- QUOTED TEXT
#####

Do You Like Donald Trump’s Plan for Student Loan Debt?

Last updated on March 1st, 2017

President Donald Trump recently proposed a new plan to handle student loan debt. Under his plan, the government would cap monthly payments at 12.5% of the borrower’s discretionary income. If the borrower makes timely payments for 15 years, the government would forgive any remaining loan balance.

Trump’s plan would consolidate the current repayment programs in place, resulting in a single new plan. This new plan would apply to both federal and private loans. (Currently, only federal student loans are eligible for income-driven repayment plans.)

“Students should not be asked to pay more on the debt than they can afford,” Stated Trump in Columbus, Ohio. “And the debt should not be an albatross around their necks for the rest of their lives.”

How Does Trump’s Plan Compare?

Today, the standard federal student loan repayment period is 10 years. For those borrowers who cannot afford the monthly payments on the standard repayment plan, the federal government created income-driven repayment plans to help make student loan payments more affordable.

Under the Pay As You Earn (PAYE) and Revised Pay As You Earn (REPAYE) income-driven repayment plans, you pay 10% of your discretionary income each month toward your federal undergraduate student loans for 20 years, at which point any remaining balance is forgiven. Under REPAYE, if you have graduate school student loan debt, the repayment period is 25 years before your remaining student loan debt is forgiven.

While Trump’s proposal raises the monthly payment cap from 10% to 12.5% of discretionary income, his proposal forgives the remaining student loan balance much sooner than the current income-driven repayment plans. This is a costly change that has some economists questioning his proposal.

“They [Trump] are way off on the numbers,” said Jason Delisle, a resident fellow at the American Enterprise Institute. “If you are going to give loan forgiveness in 15 years, you’re going to forgive a lot more debt than you’re going to make up for in the form of the higher payments they’re proposing. I don’t even need to run the numbers. It’s so obvious.”

Trump has not provided any cost projections, but said the plan will be paid for by lowering federal spending and the savings from reducing defaults on student loans.

It’s also unclear if Trump intends to eliminate the Public Service Loan Forgiveness program, which allows non-profit employees to have 100% of their student loans forgiven after 120 eligible on-time monthly payments (10 years).

#####

- INFORMATION SUPPLIED
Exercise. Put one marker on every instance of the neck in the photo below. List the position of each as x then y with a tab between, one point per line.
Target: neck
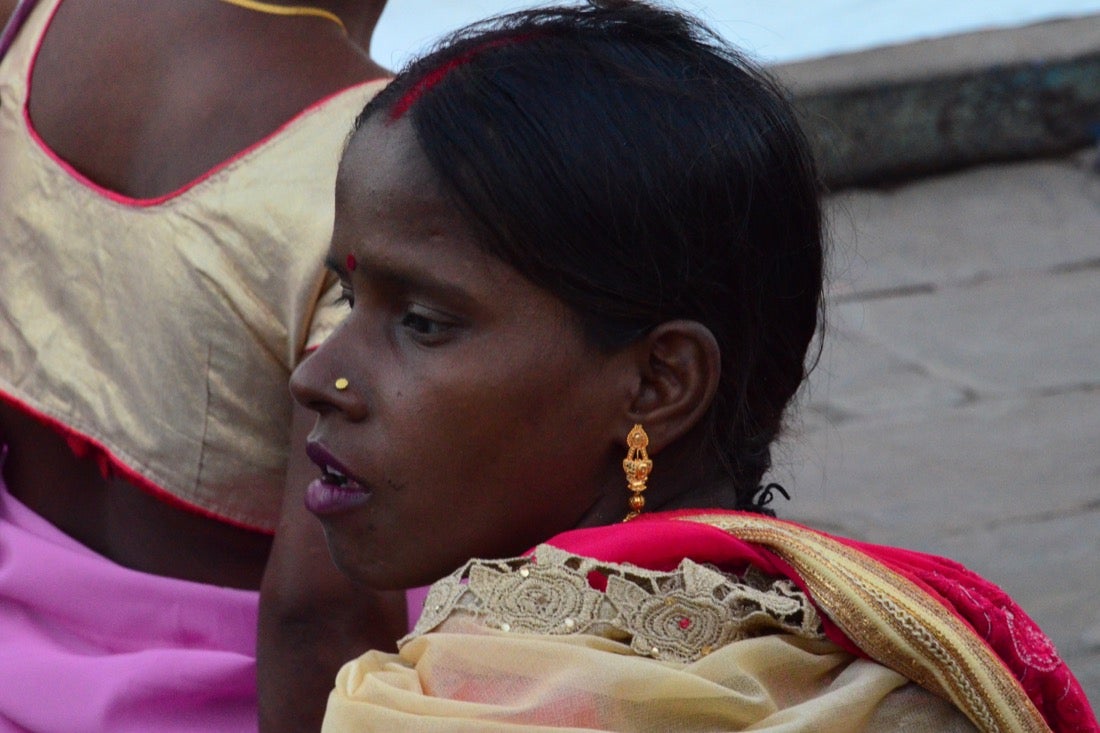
360	17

#####

- SHORT TASK 1
Using the article on Trump's student loan plan, answer these:
(a) What share of the borrower's discretionary income would Trump's plan set as the cap on monthly payments?
(b) What is the standard federal student loan repayment period today?
(c) How many eligible on-time monthly payments does the Public Service Loan Forgiveness program require before loans are forgiven?
- SHORT TASK 2
Translate this sentence from the article on Trump's student loan plan into Spanish: "Today, the standard federal student loan repayment period is 10 years."
- SHORT TASK 3
From the article on Trump's student loan plan, copy the passage from "Do You Like" to "Trump’s Plan Compare?".

- EXERCISE RESPONSE 1
(a) 12.5%
(b) 10 years
(c) 120

- EXERCISE RESPONSE 2
Hoy en día, el período estándar de reembolso de los préstamos estudiantiles federales es de 10 años.

- EXERCISE RESPONSE 3
Do You Like Donald Trump’s Plan for Student Loan Debt?

Last updated on March 1st, 2017

President Donald Trump recently proposed a new plan to handle student loan debt. Under his plan, the government would cap monthly payments at 12.5% of the borrower’s discretionary income. If the borrower makes timely payments for 15 years, the government would forgive any remaining loan balance.

Trump’s plan would consolidate the current repayment programs in place, resulting in a single new plan. This new plan would apply to both federal and private loans. (Currently, only federal student loans are eligible for income-driven repayment plans.)

“Students should not be asked to pay more on the debt than they can afford,” Stated Trump in Columbus, Ohio. “And the debt should not be an albatross around their necks for the rest of their lives.”

How Does Trump’s Plan Compare?